§ PASSAGE:

□ □ □ □

Spot gold is extending its weekly gains on Wednesday, testing a key retracement zone that could determine the near-term direction of the precious metal. CNBC is also reporting that analysts believe further gains will depend on currency movements and interest rate direction.
At 12:52 GMT, XAUUSD is trading $5053.25, up $106.44 or +2.15%.
What we are currently experiencing is a normal retracement following a steep sell-off from a record high. Typically, the first leg down from a major top is primarily long-liquidation. After establishing a bottom, a market will go on a huge run that retraces 50% to 61.8% of the first sell-off. That is where we are at now. Investors are facing a major decision: buy strength and proceed to test the all-time high, or sell the rally, looking for a better entry price.
We’re not confident whether the buying earlier in the week was for the long-run or just a quick rally chasing cheap prices amid lingering volatility. Trader reaction to the retracement zone should give us some clues. It’s not that they’re hesitant about the long-term prospects, it’s just that the volatility has shaken investor confidence at this time.

□ □ □ □

§ SUPPLIED ENTRIES:

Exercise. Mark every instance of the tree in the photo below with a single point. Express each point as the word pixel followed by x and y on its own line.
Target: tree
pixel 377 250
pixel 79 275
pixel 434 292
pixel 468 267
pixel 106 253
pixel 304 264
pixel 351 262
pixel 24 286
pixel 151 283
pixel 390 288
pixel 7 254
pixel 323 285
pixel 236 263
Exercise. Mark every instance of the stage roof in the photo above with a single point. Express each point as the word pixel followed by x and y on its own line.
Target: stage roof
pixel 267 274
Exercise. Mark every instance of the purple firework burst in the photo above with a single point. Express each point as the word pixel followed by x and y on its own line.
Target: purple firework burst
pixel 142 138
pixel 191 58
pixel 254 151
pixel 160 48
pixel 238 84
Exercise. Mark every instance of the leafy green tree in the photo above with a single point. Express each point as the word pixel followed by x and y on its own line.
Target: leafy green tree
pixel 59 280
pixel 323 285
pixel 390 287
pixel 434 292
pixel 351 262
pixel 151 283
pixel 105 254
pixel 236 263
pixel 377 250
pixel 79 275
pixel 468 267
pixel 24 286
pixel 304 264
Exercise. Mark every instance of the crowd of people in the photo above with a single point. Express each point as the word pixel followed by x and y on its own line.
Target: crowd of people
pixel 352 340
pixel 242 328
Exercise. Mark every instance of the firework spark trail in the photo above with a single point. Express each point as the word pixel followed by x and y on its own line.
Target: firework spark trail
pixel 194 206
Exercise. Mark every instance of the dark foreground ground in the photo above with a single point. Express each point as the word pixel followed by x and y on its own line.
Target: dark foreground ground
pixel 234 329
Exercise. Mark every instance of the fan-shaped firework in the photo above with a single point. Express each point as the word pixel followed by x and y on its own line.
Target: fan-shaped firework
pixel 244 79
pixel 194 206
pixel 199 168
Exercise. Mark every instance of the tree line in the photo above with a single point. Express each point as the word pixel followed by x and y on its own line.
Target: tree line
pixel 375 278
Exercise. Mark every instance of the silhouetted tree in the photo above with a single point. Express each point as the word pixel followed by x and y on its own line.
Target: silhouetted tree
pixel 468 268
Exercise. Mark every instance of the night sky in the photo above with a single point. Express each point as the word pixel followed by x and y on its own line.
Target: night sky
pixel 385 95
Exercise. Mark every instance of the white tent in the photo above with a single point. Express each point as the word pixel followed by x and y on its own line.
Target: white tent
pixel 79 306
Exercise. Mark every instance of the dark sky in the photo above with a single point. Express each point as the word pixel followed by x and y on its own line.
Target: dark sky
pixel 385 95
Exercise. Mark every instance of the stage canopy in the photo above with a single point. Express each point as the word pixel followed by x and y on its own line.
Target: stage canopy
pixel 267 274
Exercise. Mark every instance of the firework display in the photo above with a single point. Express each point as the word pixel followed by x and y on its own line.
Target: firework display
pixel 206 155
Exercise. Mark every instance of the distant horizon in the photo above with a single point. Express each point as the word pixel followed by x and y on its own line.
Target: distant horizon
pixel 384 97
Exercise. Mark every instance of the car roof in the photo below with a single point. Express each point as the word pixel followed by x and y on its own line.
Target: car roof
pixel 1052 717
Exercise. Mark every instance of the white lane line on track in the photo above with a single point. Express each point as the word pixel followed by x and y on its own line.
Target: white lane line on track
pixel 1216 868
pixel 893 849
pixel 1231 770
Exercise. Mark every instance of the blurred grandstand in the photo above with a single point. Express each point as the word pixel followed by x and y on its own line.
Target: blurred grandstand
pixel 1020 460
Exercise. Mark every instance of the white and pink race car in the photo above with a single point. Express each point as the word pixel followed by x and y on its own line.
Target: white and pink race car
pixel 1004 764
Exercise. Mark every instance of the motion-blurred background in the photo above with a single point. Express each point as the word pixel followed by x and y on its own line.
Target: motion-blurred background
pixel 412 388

□ □ □ □

§ TASKS TO COMPLETE:
• a. In the gold commentary, what price was XAUUSD trading at 12:52 GMT?
• b. Quote the gold commentary word for word, taking everything from "At 12:52 GMT, XAUUSD" down to "better entry price.".
• c. Carry on writing the gold commentary from the point where it stops.
The listing comes from a separate source.

§ THE RESPONSES:
• a. $5053.25

• b.
At 12:52 GMT, XAUUSD is trading $5053.25, up $106.44 or +2.15%.
What we are currently experiencing is a normal retracement following a steep sell-off from a record high. Typically, the first leg down from a major top is primarily long-liquidation. After establishing a bottom, a market will go on a huge run that retraces 50% to 61.8% of the first sell-off. That is where we are at now. Investors are facing a major decision: buy strength and proceed to test the all-time high, or sell the rally, looking for a better entry price.

• c.
J.P. Morgan appears to be ignoring the short-term policy and sticking with their long-term forecast of $6300 by the end of 2026. That’s about $700 higher than the current record high. They are citing forecasts calling for central-bank purchases of 800 tons this year, saying that the banks will continue to buy gold in an effort to shed their exposure to the U.S. Dollar.
“Even with the recent near-term volatility, we remain firmly bullishly convicted in gold over the medium-term on the back of a clean, structural, continued diversification trend that has further to run amid a still well-entrenched regime of real asset outperformance vs paper assets,” the brokerage said in a note on Monday.
Deutsche Bank also sees a resumption of the rally with a forecast of $6000 in 2026. They see investor demand as the primary reason for the rally to continue.
Citibank has toned down its previous forecast to $5000, while HSBC and ANZ see prices hovering near the recent lows at $4450 and $4400, respectively.
Technically, the trend is up. A trade through this week’s low at $4402.38 will shift momentum to the downside with a change in trend likely beginning under the December 31 main bottom at $4274.02.
Key support has been established near the 50-day moving average at $4402.38 and the retracement zone at $4744.34 to $4551.88.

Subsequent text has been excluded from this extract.